- [DATA LISTING]
▬▬▬▬▬▬▬▬▬▬

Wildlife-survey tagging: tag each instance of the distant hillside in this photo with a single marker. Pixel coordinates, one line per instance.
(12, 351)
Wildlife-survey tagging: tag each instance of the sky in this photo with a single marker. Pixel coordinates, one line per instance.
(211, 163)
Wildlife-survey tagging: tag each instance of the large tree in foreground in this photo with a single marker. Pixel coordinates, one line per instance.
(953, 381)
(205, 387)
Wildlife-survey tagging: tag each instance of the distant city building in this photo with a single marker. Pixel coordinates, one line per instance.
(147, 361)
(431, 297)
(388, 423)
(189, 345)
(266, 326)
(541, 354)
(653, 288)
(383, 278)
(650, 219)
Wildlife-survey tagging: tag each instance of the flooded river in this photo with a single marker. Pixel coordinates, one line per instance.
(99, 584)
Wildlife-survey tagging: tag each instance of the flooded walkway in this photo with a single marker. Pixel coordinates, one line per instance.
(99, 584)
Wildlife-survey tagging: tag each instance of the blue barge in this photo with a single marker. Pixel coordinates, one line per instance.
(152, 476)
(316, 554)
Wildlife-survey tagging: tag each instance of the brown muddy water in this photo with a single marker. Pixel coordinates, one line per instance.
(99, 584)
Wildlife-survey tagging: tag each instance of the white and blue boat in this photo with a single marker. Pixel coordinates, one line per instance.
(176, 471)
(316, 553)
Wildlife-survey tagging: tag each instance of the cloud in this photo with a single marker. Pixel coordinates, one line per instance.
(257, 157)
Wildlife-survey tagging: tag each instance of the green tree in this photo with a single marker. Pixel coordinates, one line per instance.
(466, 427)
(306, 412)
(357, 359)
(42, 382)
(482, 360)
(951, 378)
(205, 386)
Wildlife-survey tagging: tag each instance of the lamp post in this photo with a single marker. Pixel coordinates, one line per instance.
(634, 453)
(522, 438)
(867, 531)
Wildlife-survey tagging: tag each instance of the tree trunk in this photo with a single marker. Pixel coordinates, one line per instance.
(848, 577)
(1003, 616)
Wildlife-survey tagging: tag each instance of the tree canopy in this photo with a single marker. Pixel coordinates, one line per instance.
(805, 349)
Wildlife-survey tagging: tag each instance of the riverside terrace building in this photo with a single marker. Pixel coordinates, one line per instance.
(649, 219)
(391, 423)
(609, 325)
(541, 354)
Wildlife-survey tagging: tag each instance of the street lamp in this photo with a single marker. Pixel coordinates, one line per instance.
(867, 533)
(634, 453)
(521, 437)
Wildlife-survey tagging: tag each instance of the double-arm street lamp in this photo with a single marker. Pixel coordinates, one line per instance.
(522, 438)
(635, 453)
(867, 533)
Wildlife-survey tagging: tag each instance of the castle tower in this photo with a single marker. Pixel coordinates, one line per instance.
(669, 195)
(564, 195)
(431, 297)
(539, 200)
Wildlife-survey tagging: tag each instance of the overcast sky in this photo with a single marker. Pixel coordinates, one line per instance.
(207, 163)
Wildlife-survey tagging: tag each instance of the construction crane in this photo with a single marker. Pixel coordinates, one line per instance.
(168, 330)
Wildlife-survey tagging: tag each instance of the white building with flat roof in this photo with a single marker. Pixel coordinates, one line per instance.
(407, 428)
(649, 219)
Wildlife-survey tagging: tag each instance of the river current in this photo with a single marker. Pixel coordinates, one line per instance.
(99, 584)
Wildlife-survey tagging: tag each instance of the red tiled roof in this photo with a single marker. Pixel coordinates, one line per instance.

▬▬▬▬▬▬▬▬▬▬

- [GOAL] Render every line of the material above as a numbered list, leaving out any blank lines.

- [COMPLETE RESPONSE]
1. Wildlife-survey tagging: tag each instance of the distant hillside in this photo with a single marker. Pixel coordinates, one line per instance.
2. (12, 351)
3. Wildlife-survey tagging: tag each instance of the sky in this photo with a single marker. Pixel coordinates, one line per instance.
4. (211, 163)
5. Wildlife-survey tagging: tag each instance of the large tree in foreground in this photo with a single marker. Pixel coordinates, one line per instance.
6. (953, 381)
7. (205, 387)
8. Wildlife-survey tagging: tag each instance of the distant city building in this photo with a single marker. Pixel coordinates, one line per instance.
9. (147, 361)
10. (431, 297)
11. (388, 423)
12. (189, 345)
13. (266, 326)
14. (541, 354)
15. (653, 288)
16. (383, 278)
17. (650, 219)
18. Wildlife-survey tagging: tag each instance of the flooded river in this photo with a single marker. Pixel coordinates, one line per instance.
19. (99, 584)
20. Wildlife-survey tagging: tag each instance of the flooded walkway in this photo with a single marker. Pixel coordinates, one line per instance.
21. (99, 584)
22. Wildlife-survey tagging: tag each instance of the blue barge in this photo with a single marker. Pixel coordinates, one line per instance.
23. (152, 476)
24. (316, 554)
25. Wildlife-survey tagging: tag each instance of the brown muddy water in this photo with a single marker. Pixel coordinates, one line per instance.
26. (99, 584)
27. Wildlife-survey tagging: tag each instance of the white and blue boat in this photo with a single marker. Pixel coordinates, one line per instance.
28. (176, 471)
29. (316, 553)
30. Wildlife-survey tagging: tag each instance of the cloud in this photo with a single marker. Pixel coordinates, one line per instance.
31. (257, 157)
32. Wildlife-survey tagging: tag each instance of the green tree in this photo with a single marker. Pixel coordinates, one line per instance.
33. (466, 427)
34. (306, 412)
35. (357, 359)
36. (42, 382)
37. (482, 360)
38. (951, 378)
39. (205, 386)
40. Wildlife-survey tagging: tag each instance of the lamp post in this photo with a single marker. Pixel coordinates, one line per instance.
41. (634, 453)
42. (522, 438)
43. (867, 531)
44. Wildlife-survey tagging: tag each instance of the tree trunk in this photo with a single marker. Pixel coordinates, one line per instance.
45. (848, 577)
46. (1003, 616)
47. Wildlife-survey tagging: tag each instance of the tree canopy in this photo with a single marker. Pixel coordinates, one line per instance.
48. (805, 349)
49. Wildlife-survey tagging: tag each instance of the riverside terrace building in this photo with a single marker. Pixel coordinates, one line per instance.
50. (649, 219)
51. (391, 423)
52. (609, 325)
53. (541, 354)
54. Wildlife-survey tagging: tag each instance of the street lamp in this photo with a single marker. Pixel coordinates, one line per instance.
55. (867, 533)
56. (634, 453)
57. (521, 437)
58. Wildlife-survey tagging: tag each instance of the double-arm street lamp in this photo with a single marker. Pixel coordinates, one line per instance.
59. (522, 438)
60. (635, 453)
61. (867, 533)
62. Wildlife-survey tagging: tag each instance of the castle tower in this photo with a single marker. Pixel coordinates, one line per instance.
63. (669, 195)
64. (564, 195)
65. (431, 297)
66. (539, 200)
67. Wildlife-survey tagging: tag each instance of the overcast sky in this photo with a single marker. Pixel coordinates, one line per instance.
68. (207, 163)
69. Wildlife-survey tagging: tag each instance of the construction crane in this photo with a single marker. Pixel coordinates, one line per instance.
70. (168, 330)
71. Wildlife-survey tagging: tag each instance of the white building with flat roof in this photo with a single marker. Pixel coordinates, one line per instance.
72. (407, 428)
73. (649, 219)
74. Wildlife-survey tagging: tag each instance of the river current in this photo with a single marker. Pixel coordinates, one line per instance.
75. (99, 584)
76. Wildlife-survey tagging: tag each instance of the red tiled roof in this photo with a single marker. Pixel coordinates, one line per instance.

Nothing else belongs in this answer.